======== Data yang Diproses

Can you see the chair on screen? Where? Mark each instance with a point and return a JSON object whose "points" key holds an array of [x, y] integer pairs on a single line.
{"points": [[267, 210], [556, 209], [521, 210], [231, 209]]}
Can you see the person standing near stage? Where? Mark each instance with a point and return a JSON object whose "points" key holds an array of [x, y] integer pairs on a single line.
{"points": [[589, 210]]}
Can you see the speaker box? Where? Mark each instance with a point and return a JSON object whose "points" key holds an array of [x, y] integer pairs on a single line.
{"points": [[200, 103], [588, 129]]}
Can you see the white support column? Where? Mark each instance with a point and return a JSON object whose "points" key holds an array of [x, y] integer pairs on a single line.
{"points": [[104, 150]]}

================
======== Data yang Diproses

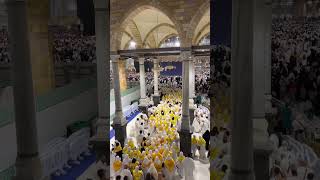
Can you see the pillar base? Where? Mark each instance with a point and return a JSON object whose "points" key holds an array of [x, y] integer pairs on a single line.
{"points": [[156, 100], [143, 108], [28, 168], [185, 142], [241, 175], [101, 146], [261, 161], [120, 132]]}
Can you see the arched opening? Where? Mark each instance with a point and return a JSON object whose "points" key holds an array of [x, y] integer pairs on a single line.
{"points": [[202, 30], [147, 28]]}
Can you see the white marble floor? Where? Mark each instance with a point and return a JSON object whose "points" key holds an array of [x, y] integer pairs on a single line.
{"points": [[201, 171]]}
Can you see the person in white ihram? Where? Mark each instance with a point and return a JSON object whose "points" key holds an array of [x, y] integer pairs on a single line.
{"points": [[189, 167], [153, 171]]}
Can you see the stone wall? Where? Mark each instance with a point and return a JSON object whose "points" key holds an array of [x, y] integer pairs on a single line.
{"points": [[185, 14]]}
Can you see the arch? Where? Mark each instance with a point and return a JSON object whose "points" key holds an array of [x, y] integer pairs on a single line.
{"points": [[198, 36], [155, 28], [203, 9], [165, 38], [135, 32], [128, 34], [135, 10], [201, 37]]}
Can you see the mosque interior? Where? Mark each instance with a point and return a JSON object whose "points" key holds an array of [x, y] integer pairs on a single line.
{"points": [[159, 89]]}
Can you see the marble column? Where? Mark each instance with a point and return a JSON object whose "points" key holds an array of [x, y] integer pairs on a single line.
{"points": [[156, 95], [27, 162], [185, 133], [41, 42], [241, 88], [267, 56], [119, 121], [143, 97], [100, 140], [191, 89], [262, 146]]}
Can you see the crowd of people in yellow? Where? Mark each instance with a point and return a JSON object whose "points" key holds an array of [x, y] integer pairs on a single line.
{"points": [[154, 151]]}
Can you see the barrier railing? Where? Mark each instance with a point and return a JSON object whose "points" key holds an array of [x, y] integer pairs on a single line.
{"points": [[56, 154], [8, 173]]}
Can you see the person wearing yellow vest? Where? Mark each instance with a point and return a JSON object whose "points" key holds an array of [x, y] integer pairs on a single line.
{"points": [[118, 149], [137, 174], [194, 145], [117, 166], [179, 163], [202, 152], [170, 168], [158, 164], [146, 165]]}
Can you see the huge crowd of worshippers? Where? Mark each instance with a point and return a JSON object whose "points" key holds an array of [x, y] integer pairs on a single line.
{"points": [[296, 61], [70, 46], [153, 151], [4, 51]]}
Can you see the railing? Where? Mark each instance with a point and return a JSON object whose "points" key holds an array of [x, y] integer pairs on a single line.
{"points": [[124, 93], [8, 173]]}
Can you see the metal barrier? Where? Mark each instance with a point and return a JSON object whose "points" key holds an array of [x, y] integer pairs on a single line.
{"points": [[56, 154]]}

================

▸ Petunjuk Tugas:
Kembalikan setiap baris dari entri di atas yang memuat kata "column", dan salin baris itu tanpa perubahan.

▸ Hasil:
Can you see the white support column? Where? Mark each instance with a point and return a JSON object whose "points" key holds an array of [x, y] integer pairs on a single line.
Can you see the marble column? Where? Mark each instance with a point and return a JSON object whose "points" key holds an array of [x, y] integer pairs on a single line.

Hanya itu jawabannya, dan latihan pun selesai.